- Written request -
Put every line of the records below into a JSON list of strings, one string per line, leaving out blank lines.

- Records for the exercise -
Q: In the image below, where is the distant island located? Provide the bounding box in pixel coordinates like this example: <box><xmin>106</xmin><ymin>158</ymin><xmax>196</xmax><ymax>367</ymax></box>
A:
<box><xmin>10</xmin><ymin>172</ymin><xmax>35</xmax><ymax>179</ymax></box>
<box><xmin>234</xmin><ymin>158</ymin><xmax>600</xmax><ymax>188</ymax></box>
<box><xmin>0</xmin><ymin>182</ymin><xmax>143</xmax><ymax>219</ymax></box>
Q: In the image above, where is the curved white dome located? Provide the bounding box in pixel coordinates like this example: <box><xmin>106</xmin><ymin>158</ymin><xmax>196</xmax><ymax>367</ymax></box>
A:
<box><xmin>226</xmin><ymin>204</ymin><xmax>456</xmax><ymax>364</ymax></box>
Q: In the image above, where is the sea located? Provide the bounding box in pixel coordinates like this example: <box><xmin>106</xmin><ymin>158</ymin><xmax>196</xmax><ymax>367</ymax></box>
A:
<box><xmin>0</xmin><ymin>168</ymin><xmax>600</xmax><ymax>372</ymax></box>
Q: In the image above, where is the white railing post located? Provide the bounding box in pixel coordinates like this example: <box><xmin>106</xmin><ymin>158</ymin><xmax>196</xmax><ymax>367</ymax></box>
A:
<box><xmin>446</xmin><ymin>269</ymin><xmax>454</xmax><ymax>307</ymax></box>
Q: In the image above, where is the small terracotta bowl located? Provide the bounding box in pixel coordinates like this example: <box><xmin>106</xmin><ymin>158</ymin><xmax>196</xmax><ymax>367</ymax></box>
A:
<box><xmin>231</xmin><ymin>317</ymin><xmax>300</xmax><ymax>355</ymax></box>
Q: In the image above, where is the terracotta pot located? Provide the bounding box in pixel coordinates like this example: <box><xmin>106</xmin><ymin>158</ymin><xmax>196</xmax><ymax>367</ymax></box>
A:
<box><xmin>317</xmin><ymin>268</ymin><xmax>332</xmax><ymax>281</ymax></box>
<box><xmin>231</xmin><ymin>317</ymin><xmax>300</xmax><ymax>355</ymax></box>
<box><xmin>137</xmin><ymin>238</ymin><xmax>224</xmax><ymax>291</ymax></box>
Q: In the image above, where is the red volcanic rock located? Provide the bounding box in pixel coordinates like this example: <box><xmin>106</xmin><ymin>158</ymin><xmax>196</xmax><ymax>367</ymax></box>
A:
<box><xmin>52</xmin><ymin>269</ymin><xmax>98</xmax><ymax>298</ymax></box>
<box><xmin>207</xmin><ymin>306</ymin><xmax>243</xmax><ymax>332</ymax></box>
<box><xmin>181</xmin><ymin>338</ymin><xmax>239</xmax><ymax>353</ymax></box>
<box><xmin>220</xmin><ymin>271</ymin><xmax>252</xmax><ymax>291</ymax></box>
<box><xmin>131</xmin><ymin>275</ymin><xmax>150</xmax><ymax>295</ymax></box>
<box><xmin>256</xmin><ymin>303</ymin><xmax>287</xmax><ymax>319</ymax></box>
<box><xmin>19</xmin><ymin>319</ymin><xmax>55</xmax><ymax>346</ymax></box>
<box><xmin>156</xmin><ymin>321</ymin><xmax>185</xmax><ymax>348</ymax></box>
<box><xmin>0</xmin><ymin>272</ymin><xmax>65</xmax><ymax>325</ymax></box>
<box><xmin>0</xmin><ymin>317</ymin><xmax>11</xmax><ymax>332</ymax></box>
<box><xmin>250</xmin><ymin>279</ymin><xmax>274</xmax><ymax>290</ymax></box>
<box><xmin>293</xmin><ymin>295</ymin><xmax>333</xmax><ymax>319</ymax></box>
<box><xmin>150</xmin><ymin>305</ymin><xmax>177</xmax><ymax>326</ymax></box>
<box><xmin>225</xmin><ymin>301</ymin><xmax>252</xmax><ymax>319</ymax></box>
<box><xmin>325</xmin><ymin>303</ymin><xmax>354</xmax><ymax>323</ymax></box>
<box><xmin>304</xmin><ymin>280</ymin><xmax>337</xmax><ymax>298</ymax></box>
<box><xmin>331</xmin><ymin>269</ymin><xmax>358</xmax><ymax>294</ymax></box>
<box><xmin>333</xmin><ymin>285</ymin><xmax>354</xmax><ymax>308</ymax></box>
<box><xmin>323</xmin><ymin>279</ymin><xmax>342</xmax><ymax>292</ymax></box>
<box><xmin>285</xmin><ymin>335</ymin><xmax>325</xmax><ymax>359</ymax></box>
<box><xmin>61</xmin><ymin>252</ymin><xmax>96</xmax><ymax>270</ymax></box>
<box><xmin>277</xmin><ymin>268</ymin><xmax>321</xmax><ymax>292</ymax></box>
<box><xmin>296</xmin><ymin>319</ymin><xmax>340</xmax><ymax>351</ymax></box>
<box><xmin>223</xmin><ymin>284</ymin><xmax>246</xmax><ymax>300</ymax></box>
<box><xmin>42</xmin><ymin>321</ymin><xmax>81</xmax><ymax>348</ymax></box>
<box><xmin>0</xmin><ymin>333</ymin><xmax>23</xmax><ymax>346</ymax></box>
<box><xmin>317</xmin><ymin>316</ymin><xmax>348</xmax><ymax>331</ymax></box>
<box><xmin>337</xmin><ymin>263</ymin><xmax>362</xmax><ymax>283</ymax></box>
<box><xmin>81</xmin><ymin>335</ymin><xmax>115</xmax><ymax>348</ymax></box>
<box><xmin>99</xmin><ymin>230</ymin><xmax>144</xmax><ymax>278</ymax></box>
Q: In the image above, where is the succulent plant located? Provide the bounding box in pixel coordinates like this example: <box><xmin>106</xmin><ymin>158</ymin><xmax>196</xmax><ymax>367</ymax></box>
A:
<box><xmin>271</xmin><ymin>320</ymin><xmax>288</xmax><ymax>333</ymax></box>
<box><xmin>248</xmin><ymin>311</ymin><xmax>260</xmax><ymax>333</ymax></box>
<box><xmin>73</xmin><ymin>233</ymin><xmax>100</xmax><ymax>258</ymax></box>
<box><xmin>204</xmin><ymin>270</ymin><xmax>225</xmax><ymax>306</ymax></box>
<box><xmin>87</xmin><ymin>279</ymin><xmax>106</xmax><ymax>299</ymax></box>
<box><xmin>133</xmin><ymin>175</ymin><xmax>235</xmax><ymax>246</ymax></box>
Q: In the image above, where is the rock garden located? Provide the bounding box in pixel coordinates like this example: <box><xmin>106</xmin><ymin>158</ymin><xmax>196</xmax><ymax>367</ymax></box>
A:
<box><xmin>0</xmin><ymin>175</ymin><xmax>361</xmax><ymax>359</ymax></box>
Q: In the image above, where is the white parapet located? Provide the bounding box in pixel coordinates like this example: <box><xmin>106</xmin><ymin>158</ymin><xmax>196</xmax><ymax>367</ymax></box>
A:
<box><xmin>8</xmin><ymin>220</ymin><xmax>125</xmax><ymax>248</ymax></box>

- Solution -
[
  "Q: In the image below, where is the distant island located? Provide the bounding box in pixel coordinates like this example: <box><xmin>106</xmin><ymin>158</ymin><xmax>196</xmax><ymax>367</ymax></box>",
  "A:",
  "<box><xmin>10</xmin><ymin>172</ymin><xmax>35</xmax><ymax>179</ymax></box>",
  "<box><xmin>234</xmin><ymin>158</ymin><xmax>600</xmax><ymax>188</ymax></box>",
  "<box><xmin>0</xmin><ymin>182</ymin><xmax>143</xmax><ymax>219</ymax></box>",
  "Q: In the image above, where is the curved white dome located? Provide the bounding box in pixel coordinates like this example: <box><xmin>106</xmin><ymin>158</ymin><xmax>196</xmax><ymax>367</ymax></box>",
  "A:",
  "<box><xmin>226</xmin><ymin>204</ymin><xmax>456</xmax><ymax>364</ymax></box>",
  "Q: In the image above, where is the sea located? Provide the bounding box in pixel coordinates like this example: <box><xmin>106</xmin><ymin>158</ymin><xmax>196</xmax><ymax>367</ymax></box>",
  "A:",
  "<box><xmin>0</xmin><ymin>168</ymin><xmax>600</xmax><ymax>372</ymax></box>",
  "Q: In the image above, where is the white railing post located? Provide the bounding box in pixel coordinates like this example: <box><xmin>106</xmin><ymin>158</ymin><xmax>196</xmax><ymax>367</ymax></box>",
  "A:",
  "<box><xmin>446</xmin><ymin>269</ymin><xmax>454</xmax><ymax>307</ymax></box>",
  "Q: In the image above, where is the small terracotta bowl located? Provide the bounding box in pixel coordinates like this example: <box><xmin>106</xmin><ymin>158</ymin><xmax>196</xmax><ymax>367</ymax></box>",
  "A:",
  "<box><xmin>231</xmin><ymin>317</ymin><xmax>300</xmax><ymax>355</ymax></box>",
  "Q: In the image above, where is the terracotta pot located? Provide the bounding box in pixel coordinates like this example: <box><xmin>106</xmin><ymin>158</ymin><xmax>196</xmax><ymax>367</ymax></box>",
  "A:",
  "<box><xmin>317</xmin><ymin>268</ymin><xmax>332</xmax><ymax>281</ymax></box>",
  "<box><xmin>231</xmin><ymin>317</ymin><xmax>300</xmax><ymax>355</ymax></box>",
  "<box><xmin>137</xmin><ymin>238</ymin><xmax>224</xmax><ymax>291</ymax></box>",
  "Q: In the image above, where is the red volcanic rock located? Provide the bounding box in pixel coordinates like this example: <box><xmin>106</xmin><ymin>158</ymin><xmax>196</xmax><ymax>367</ymax></box>",
  "A:",
  "<box><xmin>52</xmin><ymin>269</ymin><xmax>98</xmax><ymax>298</ymax></box>",
  "<box><xmin>207</xmin><ymin>306</ymin><xmax>243</xmax><ymax>332</ymax></box>",
  "<box><xmin>181</xmin><ymin>338</ymin><xmax>239</xmax><ymax>353</ymax></box>",
  "<box><xmin>220</xmin><ymin>271</ymin><xmax>252</xmax><ymax>291</ymax></box>",
  "<box><xmin>131</xmin><ymin>275</ymin><xmax>150</xmax><ymax>295</ymax></box>",
  "<box><xmin>256</xmin><ymin>303</ymin><xmax>287</xmax><ymax>319</ymax></box>",
  "<box><xmin>19</xmin><ymin>319</ymin><xmax>55</xmax><ymax>346</ymax></box>",
  "<box><xmin>156</xmin><ymin>321</ymin><xmax>185</xmax><ymax>348</ymax></box>",
  "<box><xmin>0</xmin><ymin>272</ymin><xmax>65</xmax><ymax>325</ymax></box>",
  "<box><xmin>0</xmin><ymin>317</ymin><xmax>11</xmax><ymax>332</ymax></box>",
  "<box><xmin>250</xmin><ymin>279</ymin><xmax>274</xmax><ymax>290</ymax></box>",
  "<box><xmin>293</xmin><ymin>295</ymin><xmax>333</xmax><ymax>319</ymax></box>",
  "<box><xmin>150</xmin><ymin>305</ymin><xmax>177</xmax><ymax>326</ymax></box>",
  "<box><xmin>225</xmin><ymin>301</ymin><xmax>252</xmax><ymax>319</ymax></box>",
  "<box><xmin>325</xmin><ymin>303</ymin><xmax>354</xmax><ymax>323</ymax></box>",
  "<box><xmin>304</xmin><ymin>280</ymin><xmax>337</xmax><ymax>298</ymax></box>",
  "<box><xmin>331</xmin><ymin>269</ymin><xmax>358</xmax><ymax>294</ymax></box>",
  "<box><xmin>333</xmin><ymin>285</ymin><xmax>354</xmax><ymax>308</ymax></box>",
  "<box><xmin>323</xmin><ymin>279</ymin><xmax>342</xmax><ymax>292</ymax></box>",
  "<box><xmin>285</xmin><ymin>335</ymin><xmax>325</xmax><ymax>359</ymax></box>",
  "<box><xmin>61</xmin><ymin>252</ymin><xmax>96</xmax><ymax>270</ymax></box>",
  "<box><xmin>277</xmin><ymin>268</ymin><xmax>321</xmax><ymax>292</ymax></box>",
  "<box><xmin>296</xmin><ymin>319</ymin><xmax>340</xmax><ymax>351</ymax></box>",
  "<box><xmin>223</xmin><ymin>284</ymin><xmax>246</xmax><ymax>300</ymax></box>",
  "<box><xmin>42</xmin><ymin>321</ymin><xmax>81</xmax><ymax>348</ymax></box>",
  "<box><xmin>0</xmin><ymin>333</ymin><xmax>23</xmax><ymax>346</ymax></box>",
  "<box><xmin>317</xmin><ymin>316</ymin><xmax>348</xmax><ymax>331</ymax></box>",
  "<box><xmin>337</xmin><ymin>263</ymin><xmax>362</xmax><ymax>283</ymax></box>",
  "<box><xmin>81</xmin><ymin>335</ymin><xmax>115</xmax><ymax>348</ymax></box>",
  "<box><xmin>99</xmin><ymin>230</ymin><xmax>144</xmax><ymax>278</ymax></box>",
  "Q: In the image above, where is the succulent plant located? Provide the bounding box in pixel coordinates like this example: <box><xmin>106</xmin><ymin>158</ymin><xmax>196</xmax><ymax>367</ymax></box>",
  "A:",
  "<box><xmin>271</xmin><ymin>320</ymin><xmax>288</xmax><ymax>333</ymax></box>",
  "<box><xmin>248</xmin><ymin>311</ymin><xmax>260</xmax><ymax>333</ymax></box>",
  "<box><xmin>73</xmin><ymin>233</ymin><xmax>100</xmax><ymax>258</ymax></box>",
  "<box><xmin>204</xmin><ymin>270</ymin><xmax>225</xmax><ymax>306</ymax></box>",
  "<box><xmin>87</xmin><ymin>279</ymin><xmax>106</xmax><ymax>299</ymax></box>",
  "<box><xmin>133</xmin><ymin>175</ymin><xmax>235</xmax><ymax>246</ymax></box>",
  "Q: In the image above, where is the rock garden located? Provide the bounding box in pixel coordinates like this example: <box><xmin>106</xmin><ymin>158</ymin><xmax>196</xmax><ymax>367</ymax></box>",
  "A:",
  "<box><xmin>0</xmin><ymin>175</ymin><xmax>361</xmax><ymax>359</ymax></box>",
  "Q: In the image above, where is the white parapet located? Provide the bounding box in pixel coordinates like this example: <box><xmin>106</xmin><ymin>158</ymin><xmax>196</xmax><ymax>367</ymax></box>",
  "A:",
  "<box><xmin>8</xmin><ymin>220</ymin><xmax>125</xmax><ymax>248</ymax></box>"
]